== EXERCISE DESCRIPTION ==
Please repeat each line below exactly, with no images in the copy.

== Stored items from a collection ==
# # # # #

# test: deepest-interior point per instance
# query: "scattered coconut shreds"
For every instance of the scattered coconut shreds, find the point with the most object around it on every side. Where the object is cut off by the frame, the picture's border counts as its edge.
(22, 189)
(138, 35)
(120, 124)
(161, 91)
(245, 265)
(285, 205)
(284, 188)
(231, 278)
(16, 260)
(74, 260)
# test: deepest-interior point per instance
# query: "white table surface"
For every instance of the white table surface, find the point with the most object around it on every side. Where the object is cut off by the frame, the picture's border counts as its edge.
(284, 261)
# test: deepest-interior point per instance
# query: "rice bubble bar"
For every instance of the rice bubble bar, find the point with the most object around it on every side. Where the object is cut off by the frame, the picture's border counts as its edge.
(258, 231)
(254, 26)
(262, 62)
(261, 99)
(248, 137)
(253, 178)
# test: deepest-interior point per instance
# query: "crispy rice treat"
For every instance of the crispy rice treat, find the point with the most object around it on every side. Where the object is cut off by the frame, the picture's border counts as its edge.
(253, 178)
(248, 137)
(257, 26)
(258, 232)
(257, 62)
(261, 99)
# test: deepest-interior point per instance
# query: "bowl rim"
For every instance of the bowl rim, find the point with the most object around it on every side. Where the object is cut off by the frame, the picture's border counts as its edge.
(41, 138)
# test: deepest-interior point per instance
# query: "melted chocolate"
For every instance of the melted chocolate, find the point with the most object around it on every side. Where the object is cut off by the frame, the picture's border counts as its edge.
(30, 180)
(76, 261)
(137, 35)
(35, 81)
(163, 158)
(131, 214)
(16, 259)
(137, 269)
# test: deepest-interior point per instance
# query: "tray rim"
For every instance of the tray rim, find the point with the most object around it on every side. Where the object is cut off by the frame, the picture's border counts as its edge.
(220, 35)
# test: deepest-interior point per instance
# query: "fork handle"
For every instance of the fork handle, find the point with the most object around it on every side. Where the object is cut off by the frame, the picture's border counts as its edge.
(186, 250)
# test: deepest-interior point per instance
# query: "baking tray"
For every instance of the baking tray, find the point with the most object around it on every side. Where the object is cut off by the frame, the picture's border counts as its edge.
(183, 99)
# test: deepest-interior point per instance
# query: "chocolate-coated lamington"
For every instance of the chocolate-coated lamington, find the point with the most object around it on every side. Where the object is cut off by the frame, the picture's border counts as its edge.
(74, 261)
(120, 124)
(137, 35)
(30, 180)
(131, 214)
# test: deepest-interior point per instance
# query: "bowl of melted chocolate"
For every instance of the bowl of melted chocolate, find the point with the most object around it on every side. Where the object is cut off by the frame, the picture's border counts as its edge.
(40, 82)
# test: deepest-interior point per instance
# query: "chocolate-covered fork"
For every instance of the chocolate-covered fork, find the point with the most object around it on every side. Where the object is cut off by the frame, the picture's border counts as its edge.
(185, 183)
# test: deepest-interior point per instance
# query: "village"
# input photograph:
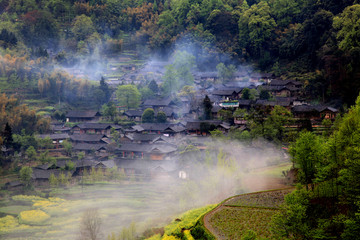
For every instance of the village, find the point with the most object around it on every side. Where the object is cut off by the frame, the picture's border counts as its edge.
(153, 149)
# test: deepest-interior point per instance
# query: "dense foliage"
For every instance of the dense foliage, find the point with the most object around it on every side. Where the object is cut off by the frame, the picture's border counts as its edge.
(330, 166)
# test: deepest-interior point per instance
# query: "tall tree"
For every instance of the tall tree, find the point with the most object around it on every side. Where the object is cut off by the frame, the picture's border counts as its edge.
(207, 107)
(306, 153)
(256, 29)
(148, 116)
(161, 117)
(128, 96)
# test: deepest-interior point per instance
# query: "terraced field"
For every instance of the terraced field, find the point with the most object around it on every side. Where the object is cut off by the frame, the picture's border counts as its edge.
(239, 214)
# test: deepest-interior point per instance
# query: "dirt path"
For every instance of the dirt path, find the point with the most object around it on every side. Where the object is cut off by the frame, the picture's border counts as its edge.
(254, 183)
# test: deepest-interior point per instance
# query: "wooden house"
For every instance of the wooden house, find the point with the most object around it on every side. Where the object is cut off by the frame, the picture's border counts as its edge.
(158, 104)
(198, 127)
(56, 138)
(134, 115)
(82, 116)
(145, 151)
(98, 149)
(328, 112)
(88, 138)
(92, 128)
(41, 176)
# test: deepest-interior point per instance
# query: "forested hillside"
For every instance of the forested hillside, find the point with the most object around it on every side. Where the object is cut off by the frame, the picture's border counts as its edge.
(313, 41)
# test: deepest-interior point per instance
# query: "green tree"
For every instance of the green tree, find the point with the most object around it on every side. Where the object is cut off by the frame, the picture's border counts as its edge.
(171, 84)
(277, 122)
(207, 107)
(45, 158)
(245, 94)
(347, 25)
(53, 180)
(146, 93)
(188, 91)
(25, 175)
(256, 27)
(293, 221)
(264, 95)
(82, 27)
(40, 29)
(31, 153)
(226, 115)
(225, 73)
(148, 116)
(161, 117)
(153, 86)
(306, 153)
(184, 62)
(68, 147)
(128, 96)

# # # # #

== WRITTEN REPLY ==
# test: deepest-interior point per instance
# query: "scattered coconut shreds"
For every instance of the scattered coconut shreds, find the point with the most object around it on every side. Where the object is cut off by the frame, the picture's border counts as its edge.
(22, 189)
(138, 35)
(120, 124)
(161, 91)
(245, 265)
(285, 205)
(284, 188)
(231, 278)
(16, 260)
(74, 260)
# test: deepest-interior point per instance
# query: "white table surface"
For every instance of the white table surface, find the point with the most object around it on every side. Where the object is cut off by the frame, the picture's border counts as its edge.
(284, 261)
# test: deepest-interior point per instance
# query: "rice bubble bar"
For every instance of the rice bubble bar, find the point with the most object around it on every side. Where the object is cut off by the frame, the picture's border counts as its edge.
(258, 231)
(254, 26)
(262, 62)
(261, 99)
(248, 137)
(253, 178)
# test: deepest-interior point per instance
# query: "crispy rice treat"
For every instance of the crispy rice treat, find the point with the most object around it on every side. Where the object is cut off by the frame, the picture's border counts as its edge.
(253, 178)
(248, 137)
(257, 26)
(258, 232)
(257, 62)
(261, 99)
# test: deepest-interior point per instance
# query: "bowl rim"
For every instance of the bowl rim, find the point with the most object around it on every side. Where the object is cut off by the frame, the picture's border counts as its edge.
(41, 138)
# test: deepest-interior point per instance
# query: "melted chocolate"
For every instance of the melted chocolate, find the point with the most object around it on every side. Where the object is cut off by the frame, the picture's border counts as its edge.
(30, 180)
(76, 261)
(137, 35)
(35, 81)
(163, 158)
(131, 214)
(16, 259)
(137, 269)
# test: deepest-interior point per instance
# query: "tray rim"
For every instance of the tray rim, find the point with the most object around it on every side. Where the object is cut off by the frame, the picture's border counts as its edge.
(220, 35)
# test: deepest-interior point per instance
# query: "fork handle"
For every instance of the fork handle, find the point with the most object around it on every side. Where the object is cut off by the frame, the picture's border counts as its edge.
(186, 250)
# test: deepest-interior point per instance
# query: "baking tray"
For every instance of the baking tray, find the point with the most object around it on every side. Where the object is cut off by the frame, the picture's border counts as its edge.
(183, 99)
# test: deepest-interior point per instance
# query: "chocolate-coated lamington"
For every instance of the chocolate-coated lamington, find the point with the most object around it on every side. Where the object is cut off by the frame, the picture's border counts as its edge.
(74, 261)
(120, 124)
(137, 35)
(30, 180)
(131, 214)
# test: deepest-interior point per instance
# query: "bowl of melted chocolate"
For every instance of the bowl of melted chocolate, find the point with the most object around it on every side. Where the object is cut off by the frame, the picture's border counts as its edge.
(40, 82)
# test: deepest-interior point per instance
# query: "chocolate-covered fork"
For every instance of the chocolate-covered fork, find the point with the most object around it on every side. Where the object is cut off by the frame, the picture's border counts as its edge.
(185, 183)
# test: deepest-interior point per instance
# query: "village"
# input photograph:
For every instance of the village, find the point with the most object around it on every side. Where the object is cut off by the frame, the picture's border counts as its edge.
(153, 149)
# test: deepest-interior point per instance
# query: "dense foliage"
For every instance of the dense foliage, find the point with the most object around it on every side. Where the object is cut off by the frame, the picture's border counts as its edge.
(330, 166)
# test: deepest-interior point per instance
# query: "tall tree"
For every instance of the tall tree, find the point with the most object around it on every side. Where the object is cut off by the frame, the picture's border counts as its edge.
(207, 107)
(306, 153)
(256, 29)
(148, 116)
(161, 117)
(128, 96)
# test: deepest-interior point per instance
# query: "terraced field"
For every instance of the terraced field, find the point with the most object around it on every side. Where the object is cut off by the frame, the picture's border counts as its edge.
(239, 214)
# test: deepest-interior point per instance
# query: "dirt path"
For every instance of the dirt path, find the point with the most object around it on every side. Where the object is cut off by the frame, the picture's border counts as its edge.
(254, 183)
# test: deepest-interior point per instance
# query: "wooden house"
For every instance of the wooden house, find the point with the most object around it on every side. Where the object is cut off by the frame, the picture's border counts as its edge.
(158, 104)
(198, 127)
(56, 138)
(134, 115)
(82, 116)
(145, 151)
(98, 149)
(328, 112)
(88, 138)
(92, 128)
(41, 176)
# test: deepest-interior point per instance
# query: "forested hillside"
For every instance of the forested hillside, find the point with the most object around it on every side. Where the object is cut off by the frame, the picture's border counts as its edge.
(313, 41)
# test: deepest-interior point per instance
# query: "green tree"
For every instance of the green tree, find the point with the most object around it on every side. Where the object is cut off by the frame, the picture's border counts as its edge.
(171, 84)
(277, 122)
(207, 107)
(45, 158)
(245, 94)
(347, 25)
(53, 180)
(146, 93)
(188, 91)
(25, 175)
(256, 27)
(293, 221)
(264, 95)
(82, 27)
(40, 29)
(31, 153)
(226, 115)
(225, 73)
(148, 116)
(161, 117)
(153, 86)
(306, 153)
(184, 62)
(68, 147)
(128, 96)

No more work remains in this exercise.